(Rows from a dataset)
·····

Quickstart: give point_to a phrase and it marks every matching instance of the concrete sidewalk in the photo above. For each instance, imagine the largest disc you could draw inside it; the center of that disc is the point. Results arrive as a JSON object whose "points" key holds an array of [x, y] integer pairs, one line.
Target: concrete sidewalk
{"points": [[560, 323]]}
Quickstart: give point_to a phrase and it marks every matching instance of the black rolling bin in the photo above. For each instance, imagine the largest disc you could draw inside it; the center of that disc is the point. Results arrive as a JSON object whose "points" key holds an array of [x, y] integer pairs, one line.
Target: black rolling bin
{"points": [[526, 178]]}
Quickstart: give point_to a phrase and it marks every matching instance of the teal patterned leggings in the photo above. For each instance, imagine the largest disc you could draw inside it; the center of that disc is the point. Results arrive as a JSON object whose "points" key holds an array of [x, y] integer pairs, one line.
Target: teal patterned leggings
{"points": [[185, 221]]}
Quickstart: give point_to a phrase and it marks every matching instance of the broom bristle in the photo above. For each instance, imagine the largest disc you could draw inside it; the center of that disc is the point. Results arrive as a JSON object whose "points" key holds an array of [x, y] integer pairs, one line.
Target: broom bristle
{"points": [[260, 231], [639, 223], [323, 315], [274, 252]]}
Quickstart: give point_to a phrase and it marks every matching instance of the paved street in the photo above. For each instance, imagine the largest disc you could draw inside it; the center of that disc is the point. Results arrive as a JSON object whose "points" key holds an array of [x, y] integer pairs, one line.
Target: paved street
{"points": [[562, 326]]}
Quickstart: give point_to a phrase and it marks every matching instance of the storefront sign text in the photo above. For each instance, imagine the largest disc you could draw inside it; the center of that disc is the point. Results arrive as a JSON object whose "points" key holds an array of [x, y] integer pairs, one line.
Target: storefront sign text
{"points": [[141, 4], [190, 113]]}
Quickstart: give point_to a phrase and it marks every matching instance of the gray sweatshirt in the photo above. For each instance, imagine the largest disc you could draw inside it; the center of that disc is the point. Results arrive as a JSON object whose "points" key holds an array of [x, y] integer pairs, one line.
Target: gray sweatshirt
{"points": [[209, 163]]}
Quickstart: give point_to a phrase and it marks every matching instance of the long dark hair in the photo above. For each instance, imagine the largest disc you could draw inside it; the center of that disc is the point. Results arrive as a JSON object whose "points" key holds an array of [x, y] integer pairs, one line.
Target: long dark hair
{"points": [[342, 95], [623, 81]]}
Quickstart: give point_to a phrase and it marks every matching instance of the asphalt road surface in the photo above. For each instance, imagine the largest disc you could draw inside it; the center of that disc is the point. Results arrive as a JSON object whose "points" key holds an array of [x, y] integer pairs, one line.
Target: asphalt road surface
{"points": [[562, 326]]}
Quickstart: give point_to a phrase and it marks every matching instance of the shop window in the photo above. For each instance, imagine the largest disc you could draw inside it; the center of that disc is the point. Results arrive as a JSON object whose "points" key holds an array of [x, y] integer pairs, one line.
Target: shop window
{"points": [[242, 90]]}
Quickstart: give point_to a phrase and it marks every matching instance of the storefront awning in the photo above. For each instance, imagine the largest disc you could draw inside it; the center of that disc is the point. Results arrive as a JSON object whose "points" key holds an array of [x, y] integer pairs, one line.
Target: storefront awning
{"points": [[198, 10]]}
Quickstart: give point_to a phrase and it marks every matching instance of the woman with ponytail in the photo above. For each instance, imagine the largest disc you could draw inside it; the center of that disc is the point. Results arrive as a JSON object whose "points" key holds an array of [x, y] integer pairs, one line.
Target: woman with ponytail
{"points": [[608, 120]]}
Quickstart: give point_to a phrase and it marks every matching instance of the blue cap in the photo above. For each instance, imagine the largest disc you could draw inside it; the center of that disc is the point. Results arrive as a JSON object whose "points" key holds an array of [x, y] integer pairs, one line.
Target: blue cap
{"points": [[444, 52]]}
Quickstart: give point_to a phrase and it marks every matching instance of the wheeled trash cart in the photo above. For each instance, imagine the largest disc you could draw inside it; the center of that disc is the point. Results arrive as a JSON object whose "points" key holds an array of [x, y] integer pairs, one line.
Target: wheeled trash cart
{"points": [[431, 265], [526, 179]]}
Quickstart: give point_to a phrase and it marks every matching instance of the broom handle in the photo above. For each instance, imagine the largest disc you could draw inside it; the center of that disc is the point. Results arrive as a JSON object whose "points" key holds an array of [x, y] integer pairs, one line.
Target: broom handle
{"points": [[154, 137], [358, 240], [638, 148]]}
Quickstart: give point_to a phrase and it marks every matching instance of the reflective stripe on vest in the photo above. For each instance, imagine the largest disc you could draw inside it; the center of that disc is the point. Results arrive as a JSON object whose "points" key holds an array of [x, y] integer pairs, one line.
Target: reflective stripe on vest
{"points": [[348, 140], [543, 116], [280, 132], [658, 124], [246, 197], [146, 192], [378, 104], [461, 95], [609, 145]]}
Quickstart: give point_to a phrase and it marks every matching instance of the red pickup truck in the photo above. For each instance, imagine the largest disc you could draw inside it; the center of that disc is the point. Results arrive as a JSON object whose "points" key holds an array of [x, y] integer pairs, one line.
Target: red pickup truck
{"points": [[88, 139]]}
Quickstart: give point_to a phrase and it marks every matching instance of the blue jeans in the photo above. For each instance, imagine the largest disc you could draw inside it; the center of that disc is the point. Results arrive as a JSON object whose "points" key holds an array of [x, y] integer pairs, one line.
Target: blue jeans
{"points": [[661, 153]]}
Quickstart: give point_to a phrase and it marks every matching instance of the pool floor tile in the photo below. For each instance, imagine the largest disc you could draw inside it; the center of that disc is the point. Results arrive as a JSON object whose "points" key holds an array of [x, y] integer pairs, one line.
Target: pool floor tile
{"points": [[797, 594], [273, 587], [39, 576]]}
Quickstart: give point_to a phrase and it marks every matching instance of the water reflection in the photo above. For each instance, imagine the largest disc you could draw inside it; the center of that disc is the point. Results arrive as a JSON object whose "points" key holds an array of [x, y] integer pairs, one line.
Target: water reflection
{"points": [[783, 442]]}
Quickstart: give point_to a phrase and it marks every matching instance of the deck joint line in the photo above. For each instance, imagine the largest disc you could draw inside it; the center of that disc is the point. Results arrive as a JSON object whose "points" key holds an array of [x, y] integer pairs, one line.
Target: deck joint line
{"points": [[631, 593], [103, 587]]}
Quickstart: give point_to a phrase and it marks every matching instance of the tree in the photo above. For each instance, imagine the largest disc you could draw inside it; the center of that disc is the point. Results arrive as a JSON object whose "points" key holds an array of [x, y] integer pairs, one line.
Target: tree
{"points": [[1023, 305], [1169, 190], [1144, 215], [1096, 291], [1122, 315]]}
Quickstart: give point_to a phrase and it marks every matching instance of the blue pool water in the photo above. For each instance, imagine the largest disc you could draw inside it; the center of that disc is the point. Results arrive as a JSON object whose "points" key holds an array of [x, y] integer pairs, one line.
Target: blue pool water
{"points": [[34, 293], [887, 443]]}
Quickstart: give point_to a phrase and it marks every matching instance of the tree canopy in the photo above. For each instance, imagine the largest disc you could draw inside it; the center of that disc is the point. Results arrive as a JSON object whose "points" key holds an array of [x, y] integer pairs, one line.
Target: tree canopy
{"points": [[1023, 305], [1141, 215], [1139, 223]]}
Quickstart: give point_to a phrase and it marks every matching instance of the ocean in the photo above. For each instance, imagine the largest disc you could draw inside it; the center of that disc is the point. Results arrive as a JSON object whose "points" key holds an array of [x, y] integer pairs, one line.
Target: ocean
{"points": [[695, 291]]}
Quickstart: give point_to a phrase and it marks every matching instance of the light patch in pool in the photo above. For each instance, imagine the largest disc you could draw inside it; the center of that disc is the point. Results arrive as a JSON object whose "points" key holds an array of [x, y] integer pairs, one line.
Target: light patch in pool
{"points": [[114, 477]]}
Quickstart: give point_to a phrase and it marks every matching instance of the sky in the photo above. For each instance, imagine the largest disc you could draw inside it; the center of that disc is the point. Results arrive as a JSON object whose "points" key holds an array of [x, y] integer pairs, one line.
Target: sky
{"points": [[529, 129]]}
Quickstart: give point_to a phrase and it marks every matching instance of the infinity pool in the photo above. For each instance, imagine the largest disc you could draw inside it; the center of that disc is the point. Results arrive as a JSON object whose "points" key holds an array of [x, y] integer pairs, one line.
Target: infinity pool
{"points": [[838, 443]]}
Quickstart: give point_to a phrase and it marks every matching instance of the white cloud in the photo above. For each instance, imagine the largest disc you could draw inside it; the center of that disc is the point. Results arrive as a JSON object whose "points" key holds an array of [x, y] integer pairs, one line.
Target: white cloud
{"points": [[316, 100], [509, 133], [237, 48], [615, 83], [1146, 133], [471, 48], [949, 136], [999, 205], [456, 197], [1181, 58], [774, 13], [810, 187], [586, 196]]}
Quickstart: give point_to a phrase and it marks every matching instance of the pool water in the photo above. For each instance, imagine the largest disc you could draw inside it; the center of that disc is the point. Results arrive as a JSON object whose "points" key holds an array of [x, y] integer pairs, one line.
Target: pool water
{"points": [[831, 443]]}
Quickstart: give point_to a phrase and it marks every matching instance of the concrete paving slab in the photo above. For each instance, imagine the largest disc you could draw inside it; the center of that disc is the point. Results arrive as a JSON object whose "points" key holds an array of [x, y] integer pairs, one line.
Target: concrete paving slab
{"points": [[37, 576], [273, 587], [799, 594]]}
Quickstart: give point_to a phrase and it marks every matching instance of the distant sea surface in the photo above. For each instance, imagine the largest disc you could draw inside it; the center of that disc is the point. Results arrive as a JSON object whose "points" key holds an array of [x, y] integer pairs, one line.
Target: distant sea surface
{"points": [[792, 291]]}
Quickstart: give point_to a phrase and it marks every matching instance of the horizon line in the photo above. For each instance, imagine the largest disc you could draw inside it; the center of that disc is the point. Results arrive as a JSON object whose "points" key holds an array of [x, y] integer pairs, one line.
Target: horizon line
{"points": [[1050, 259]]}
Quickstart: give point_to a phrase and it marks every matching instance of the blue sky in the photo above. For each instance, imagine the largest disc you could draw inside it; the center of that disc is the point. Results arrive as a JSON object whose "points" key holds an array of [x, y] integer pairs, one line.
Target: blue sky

·····

### TASK STATEMENT
Rewrite the part of the listing that opens with the line containing "of the horizon" and closes with the line containing "Target: horizon line", replacing "horizon line" with "water's edge" and leaving everything else unchanged. Give only those lines.

### RIGHT ANSWER
Quickstart: give point_to a phrase and it marks every matching instance of the water's edge in the photo above. For each instance, imagine the largest disc you could draw inside it; the center of that disc is the point. Results arrive as a JSON object whose "points" key holds an array of [x, y] integer pairs, one line.
Target: water's edge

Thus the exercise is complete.